- **Directive 1**:
Copy every sentence from the forum excerpt below that contains the word "cost".

- **Excerpt provided**:

A fair point, but trivially discounted because a single download can be
propagated to everyone in a city. So when a new episode of Game of Thrones
comes out, the first person to get it forwards it to everyone else in the
swarm and the download gets exponentially faster with each peer. Bittorrent
could easily (and probably is in some implementations) tuned to favor low
latency, which would start with the nearest peers. Sure a CDN accomplishes the
same thing, but it’s a larger sunk cost than using a few spare megabytes on
people’s hard drives.

 _The connection from your home to the ISP is anything but a one-time cost._

 _In fact the last mile to your home is the most expensive part of your
Internet connection._

This has been used as an excuse to slow the rollout of broadband for a long
time. I remember when they installed the new orange fiber optic cables along
the freeway where I live back in the 90s. It must have been a monumental task.
And they are a permanent choke point, with the internet growing year after
year, so the fee to use those lines can really only go up until more are laid.
They are the reason that some ISPs limit traffic to 200 GB per month, not the
load on the router for your last mile connection.

And yes, the sunk cost of the last mile connection is also expensive, but it’s
amortized by future subscribers getting connected. But at some point, the rate
of new subscribers will fall to the point where even that is negligible. I
think we passed that point sometime in the late 2000s, about the time that my
mom got broadband in her town of 15,000.

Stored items
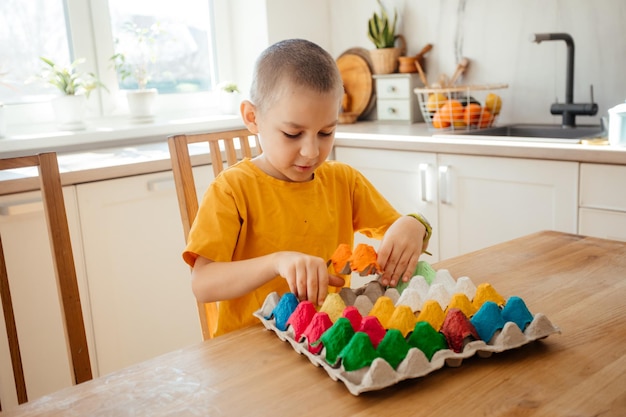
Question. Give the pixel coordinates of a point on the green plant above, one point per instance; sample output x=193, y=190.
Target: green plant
x=380, y=31
x=228, y=87
x=69, y=80
x=141, y=53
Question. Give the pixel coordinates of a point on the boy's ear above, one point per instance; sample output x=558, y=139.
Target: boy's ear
x=248, y=114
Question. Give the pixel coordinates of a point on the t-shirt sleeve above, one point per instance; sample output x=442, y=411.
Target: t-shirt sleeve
x=372, y=213
x=215, y=229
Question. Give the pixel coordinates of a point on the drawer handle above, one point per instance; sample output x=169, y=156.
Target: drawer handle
x=444, y=184
x=424, y=191
x=21, y=207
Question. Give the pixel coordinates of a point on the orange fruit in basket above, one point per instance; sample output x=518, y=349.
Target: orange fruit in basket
x=435, y=101
x=485, y=119
x=471, y=114
x=451, y=110
x=438, y=123
x=493, y=103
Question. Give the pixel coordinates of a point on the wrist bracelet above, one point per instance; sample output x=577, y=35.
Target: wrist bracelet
x=429, y=230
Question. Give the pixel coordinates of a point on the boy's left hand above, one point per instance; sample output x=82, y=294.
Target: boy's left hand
x=400, y=250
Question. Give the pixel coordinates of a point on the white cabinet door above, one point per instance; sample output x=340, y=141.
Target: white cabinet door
x=488, y=200
x=35, y=297
x=140, y=289
x=406, y=179
x=603, y=201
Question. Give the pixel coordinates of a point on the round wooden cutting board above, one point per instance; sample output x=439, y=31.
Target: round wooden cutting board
x=356, y=73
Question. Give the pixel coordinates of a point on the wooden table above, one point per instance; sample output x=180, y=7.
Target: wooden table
x=578, y=282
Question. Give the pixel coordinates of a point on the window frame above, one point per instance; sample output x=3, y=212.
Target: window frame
x=90, y=37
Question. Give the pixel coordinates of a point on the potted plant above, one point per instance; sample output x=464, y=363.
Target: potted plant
x=134, y=59
x=229, y=97
x=382, y=32
x=75, y=86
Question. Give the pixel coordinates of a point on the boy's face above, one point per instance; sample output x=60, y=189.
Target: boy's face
x=296, y=133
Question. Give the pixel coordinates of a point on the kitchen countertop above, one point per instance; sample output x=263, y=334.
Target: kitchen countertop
x=101, y=152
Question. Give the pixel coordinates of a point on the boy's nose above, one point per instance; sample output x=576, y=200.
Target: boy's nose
x=310, y=147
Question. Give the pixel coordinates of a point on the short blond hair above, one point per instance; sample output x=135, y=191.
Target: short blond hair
x=296, y=61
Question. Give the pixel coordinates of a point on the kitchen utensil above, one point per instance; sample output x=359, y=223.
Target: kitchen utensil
x=460, y=69
x=420, y=70
x=356, y=74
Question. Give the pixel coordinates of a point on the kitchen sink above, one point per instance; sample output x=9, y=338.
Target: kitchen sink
x=537, y=131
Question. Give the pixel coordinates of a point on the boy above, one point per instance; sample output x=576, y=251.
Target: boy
x=271, y=223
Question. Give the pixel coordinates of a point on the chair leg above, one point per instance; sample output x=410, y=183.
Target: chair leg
x=9, y=320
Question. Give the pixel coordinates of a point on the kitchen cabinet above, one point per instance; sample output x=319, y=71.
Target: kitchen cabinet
x=35, y=297
x=488, y=200
x=473, y=201
x=141, y=299
x=396, y=100
x=602, y=211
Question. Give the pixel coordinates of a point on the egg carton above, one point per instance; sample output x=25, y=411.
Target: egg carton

- **Directive 2**:
Select each line of the records above that contains the string "wrist", matching case exactly.

- **Written solution 1**:
Sure a CDN accomplishes the same thing, but it’s a larger sunk cost than using a few spare megabytes on people’s hard drives.
The connection from your home to the ISP is anything but a one-time cost.
And yes, the sunk cost of the last mile connection is also expensive, but it’s amortized by future subscribers getting connected.

- **Written solution 2**:
Question. Give the pixel coordinates of a point on the wrist bracelet above, one point per instance; sample output x=577, y=35.
Target: wrist bracelet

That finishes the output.